### BRIEF
Rewrite the listing from its first line through the line holding "174 55 L 173", inclusive, keeping the requests, and shift every coordinate in the answers by -107.

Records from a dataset
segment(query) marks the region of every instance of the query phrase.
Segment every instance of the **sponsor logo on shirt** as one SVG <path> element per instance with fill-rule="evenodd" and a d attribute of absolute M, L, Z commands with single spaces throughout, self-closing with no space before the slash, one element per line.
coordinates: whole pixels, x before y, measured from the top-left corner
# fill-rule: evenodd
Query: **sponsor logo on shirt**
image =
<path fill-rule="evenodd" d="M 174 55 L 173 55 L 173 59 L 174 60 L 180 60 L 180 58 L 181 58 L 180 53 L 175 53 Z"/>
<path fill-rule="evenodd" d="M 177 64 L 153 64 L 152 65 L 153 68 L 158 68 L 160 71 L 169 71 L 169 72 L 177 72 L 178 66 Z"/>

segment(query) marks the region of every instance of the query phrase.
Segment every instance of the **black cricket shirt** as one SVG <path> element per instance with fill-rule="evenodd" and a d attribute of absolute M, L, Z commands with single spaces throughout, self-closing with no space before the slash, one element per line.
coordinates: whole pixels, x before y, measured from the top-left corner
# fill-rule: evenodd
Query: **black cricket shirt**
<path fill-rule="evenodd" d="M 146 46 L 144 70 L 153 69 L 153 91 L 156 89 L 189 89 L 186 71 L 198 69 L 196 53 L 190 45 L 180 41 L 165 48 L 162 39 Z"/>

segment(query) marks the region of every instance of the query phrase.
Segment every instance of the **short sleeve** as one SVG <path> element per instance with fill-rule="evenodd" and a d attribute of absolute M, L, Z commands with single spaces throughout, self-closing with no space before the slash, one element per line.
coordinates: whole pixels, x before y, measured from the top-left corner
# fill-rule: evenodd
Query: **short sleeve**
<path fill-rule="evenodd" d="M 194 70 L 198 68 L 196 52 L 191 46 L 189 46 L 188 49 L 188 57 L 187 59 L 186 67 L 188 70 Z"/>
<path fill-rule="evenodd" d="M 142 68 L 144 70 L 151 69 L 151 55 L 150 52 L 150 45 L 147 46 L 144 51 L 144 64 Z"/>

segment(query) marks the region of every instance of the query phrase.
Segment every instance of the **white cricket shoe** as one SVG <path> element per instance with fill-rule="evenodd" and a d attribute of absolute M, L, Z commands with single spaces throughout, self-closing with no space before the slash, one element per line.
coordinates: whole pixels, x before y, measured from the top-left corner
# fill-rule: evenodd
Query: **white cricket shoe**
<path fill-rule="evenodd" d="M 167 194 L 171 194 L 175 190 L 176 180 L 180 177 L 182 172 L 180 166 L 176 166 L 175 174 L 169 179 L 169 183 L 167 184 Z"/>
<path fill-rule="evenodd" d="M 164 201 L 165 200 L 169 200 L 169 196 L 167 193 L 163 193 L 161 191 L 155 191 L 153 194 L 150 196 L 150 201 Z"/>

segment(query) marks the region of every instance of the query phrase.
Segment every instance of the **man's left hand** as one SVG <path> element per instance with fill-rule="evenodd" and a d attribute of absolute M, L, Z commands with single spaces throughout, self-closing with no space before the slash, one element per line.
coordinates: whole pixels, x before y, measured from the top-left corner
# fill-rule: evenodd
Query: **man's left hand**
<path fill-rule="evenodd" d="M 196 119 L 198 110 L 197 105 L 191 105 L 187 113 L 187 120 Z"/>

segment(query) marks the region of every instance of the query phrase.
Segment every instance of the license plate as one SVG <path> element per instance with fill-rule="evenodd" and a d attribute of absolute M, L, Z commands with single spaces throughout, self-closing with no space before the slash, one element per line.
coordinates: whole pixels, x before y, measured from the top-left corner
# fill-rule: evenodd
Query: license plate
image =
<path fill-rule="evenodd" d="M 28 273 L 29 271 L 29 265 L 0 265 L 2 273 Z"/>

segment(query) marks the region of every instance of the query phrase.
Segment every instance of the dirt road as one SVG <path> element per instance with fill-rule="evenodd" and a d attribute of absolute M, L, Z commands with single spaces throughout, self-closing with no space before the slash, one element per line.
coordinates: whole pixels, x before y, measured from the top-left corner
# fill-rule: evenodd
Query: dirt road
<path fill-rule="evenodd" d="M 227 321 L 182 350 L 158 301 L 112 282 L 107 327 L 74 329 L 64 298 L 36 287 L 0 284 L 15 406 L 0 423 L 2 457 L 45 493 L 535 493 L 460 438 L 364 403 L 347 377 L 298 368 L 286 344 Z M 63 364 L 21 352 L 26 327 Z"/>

### SOLUTION FOR THIS TASK
segment(query) marks the region of every instance of the query phrase.
Segment every instance of the **sponsor logo on shirt** as one SVG <path> element per instance with fill-rule="evenodd" and a d attribute of absolute M, L, Z commands with single spaces throughout, self-closing with no space before the slash, one element per line.
coordinates: whole pixels, x before y, measured from the top-left corner
# fill-rule: evenodd
Query: **sponsor logo on shirt**
image =
<path fill-rule="evenodd" d="M 67 -52 L 66 -52 L 66 -48 L 67 -47 L 73 -47 L 73 -49 L 74 -49 L 73 -54 L 68 -54 Z"/>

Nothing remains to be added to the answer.